*WHAT IS EXPECTED:* Reproduce the records from their start through the line containing "M 73 109 L 61", replacing "trace the outline" with "draw the boundary" and leaving everything else unchanged. Leave the pictures out of the answer.

*INPUT RECORDS:*
★ ★ ★ ★ ★ ★ ★

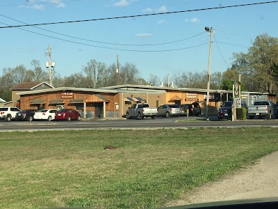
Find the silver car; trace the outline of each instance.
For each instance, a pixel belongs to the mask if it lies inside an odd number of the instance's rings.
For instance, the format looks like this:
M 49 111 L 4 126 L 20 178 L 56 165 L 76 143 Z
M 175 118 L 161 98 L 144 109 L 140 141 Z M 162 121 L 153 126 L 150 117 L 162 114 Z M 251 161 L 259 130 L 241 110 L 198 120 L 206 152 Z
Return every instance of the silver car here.
M 157 109 L 157 116 L 169 118 L 170 116 L 179 116 L 181 109 L 179 104 L 163 104 Z

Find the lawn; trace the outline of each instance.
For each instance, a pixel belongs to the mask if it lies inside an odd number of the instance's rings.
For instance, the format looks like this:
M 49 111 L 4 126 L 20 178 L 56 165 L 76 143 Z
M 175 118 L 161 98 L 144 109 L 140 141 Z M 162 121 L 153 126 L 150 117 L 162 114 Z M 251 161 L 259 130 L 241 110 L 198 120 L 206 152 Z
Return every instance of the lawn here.
M 277 135 L 263 127 L 1 132 L 0 208 L 163 207 L 278 150 Z

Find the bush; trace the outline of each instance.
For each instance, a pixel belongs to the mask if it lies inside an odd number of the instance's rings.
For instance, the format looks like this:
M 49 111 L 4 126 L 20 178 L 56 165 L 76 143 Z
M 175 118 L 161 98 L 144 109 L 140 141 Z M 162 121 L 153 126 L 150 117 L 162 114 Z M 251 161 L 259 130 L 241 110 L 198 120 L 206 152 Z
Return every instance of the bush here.
M 247 118 L 247 109 L 245 107 L 236 108 L 236 120 L 245 120 Z

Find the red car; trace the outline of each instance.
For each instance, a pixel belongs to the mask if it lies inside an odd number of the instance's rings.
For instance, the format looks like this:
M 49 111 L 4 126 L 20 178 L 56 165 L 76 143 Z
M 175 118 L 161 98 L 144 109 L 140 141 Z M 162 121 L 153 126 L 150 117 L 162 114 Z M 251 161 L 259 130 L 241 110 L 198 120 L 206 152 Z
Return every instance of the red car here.
M 73 109 L 61 109 L 55 114 L 55 120 L 80 121 L 81 116 Z

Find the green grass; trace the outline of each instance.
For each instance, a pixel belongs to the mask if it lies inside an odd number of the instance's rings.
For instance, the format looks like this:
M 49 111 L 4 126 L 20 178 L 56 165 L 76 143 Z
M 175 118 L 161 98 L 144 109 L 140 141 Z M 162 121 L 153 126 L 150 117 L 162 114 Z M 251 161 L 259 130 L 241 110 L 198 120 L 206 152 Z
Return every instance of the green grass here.
M 277 150 L 277 134 L 263 127 L 0 132 L 0 208 L 162 207 Z

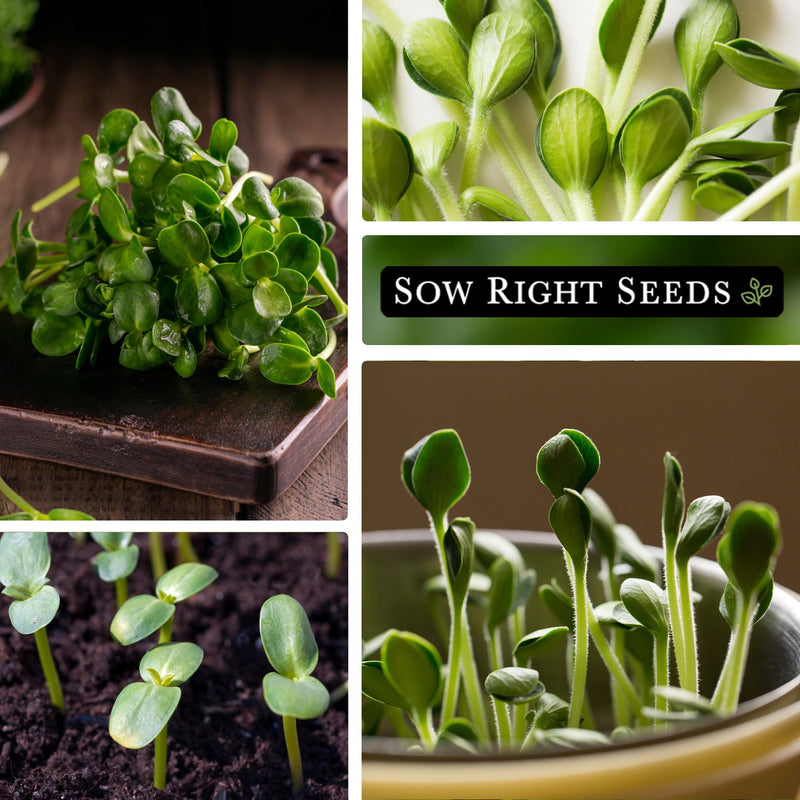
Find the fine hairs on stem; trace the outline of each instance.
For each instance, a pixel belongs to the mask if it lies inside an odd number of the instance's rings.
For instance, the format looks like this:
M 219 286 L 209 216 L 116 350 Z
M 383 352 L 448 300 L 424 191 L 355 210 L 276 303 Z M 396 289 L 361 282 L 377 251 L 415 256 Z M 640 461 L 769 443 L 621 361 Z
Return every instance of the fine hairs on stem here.
M 653 221 L 668 206 L 684 220 L 762 210 L 798 218 L 796 52 L 746 38 L 737 0 L 690 0 L 672 31 L 664 0 L 596 0 L 586 14 L 574 5 L 453 2 L 437 18 L 407 19 L 399 0 L 364 0 L 367 219 Z M 560 24 L 582 34 L 583 52 L 564 52 L 578 39 L 562 37 Z M 664 39 L 682 82 L 643 97 Z M 573 85 L 559 75 L 567 59 L 585 63 Z M 740 103 L 710 123 L 707 95 L 720 72 L 741 81 L 742 95 L 759 87 L 760 107 Z M 439 99 L 454 134 L 418 118 L 413 92 Z M 745 139 L 763 116 L 773 117 L 772 138 Z M 432 153 L 436 181 L 418 180 L 433 174 Z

★ ★ ★ ★ ★ ★ ★

*ANSWER:*
Find the silver car; draw the boundary of each instance.
For each instance, a pixel belongs to the mask if it lies inside an odd number of the instance's rings.
For instance, the format looks like this:
M 49 111 L 4 126 L 20 178 L 56 165 L 76 143 Z
M 175 118 L 161 98 L 144 109 L 140 141 Z M 162 121 L 153 126 L 150 117 L 162 114 Z M 251 161 L 259 130 L 241 110 L 198 120 L 206 152 Z
Return every instance of the silver car here.
M 157 109 L 157 116 L 169 118 L 170 116 L 179 116 L 181 109 L 179 104 L 163 104 Z

Find the lawn; draw the boundary of each instance.
For each instance, a pixel belongs to the mask if it lies inside an odd number of the instance's rings.
For instance, the format looks like this:
M 49 111 L 4 126 L 20 178 L 56 165 L 76 143 Z
M 175 118 L 161 98 L 144 109 L 140 141 Z M 162 121 L 153 126 L 150 117 L 162 114 Z M 251 161 L 259 130 L 241 110 L 198 120 L 206 152 Z
Return every instance of the lawn here.
M 277 135 L 263 127 L 1 132 L 0 208 L 163 207 L 278 150 Z

Find the bush; draw the boundary of each instance.
For each instance, a pixel belongs to the mask if it lies inside an odd number of the instance's rings.
For instance, the format looks like this:
M 49 111 L 4 126 L 20 178 L 56 165 L 76 143 Z
M 175 118 L 161 98 L 144 109 L 140 141 Z M 162 121 L 153 126 L 150 117 L 162 114 Z M 251 161 L 259 130 L 241 110 L 198 120 L 206 152 Z
Return every instance of the bush here.
M 247 118 L 247 109 L 245 107 L 236 108 L 236 120 L 245 120 Z

Find the red car; draw the boundary of each instance.
For each instance, a pixel belongs to the mask if it lies inside an odd number of the instance's rings.
For instance, the format looks like this:
M 49 111 L 4 126 L 20 178 L 56 165 L 76 143 Z
M 175 118 L 161 98 L 144 109 L 140 141 Z M 162 121 L 153 126 L 150 117 L 162 114 Z M 251 161 L 259 130 L 241 110 L 198 120 L 206 152 Z
Return every instance of the red car here.
M 73 109 L 61 109 L 55 114 L 55 120 L 80 121 L 81 116 Z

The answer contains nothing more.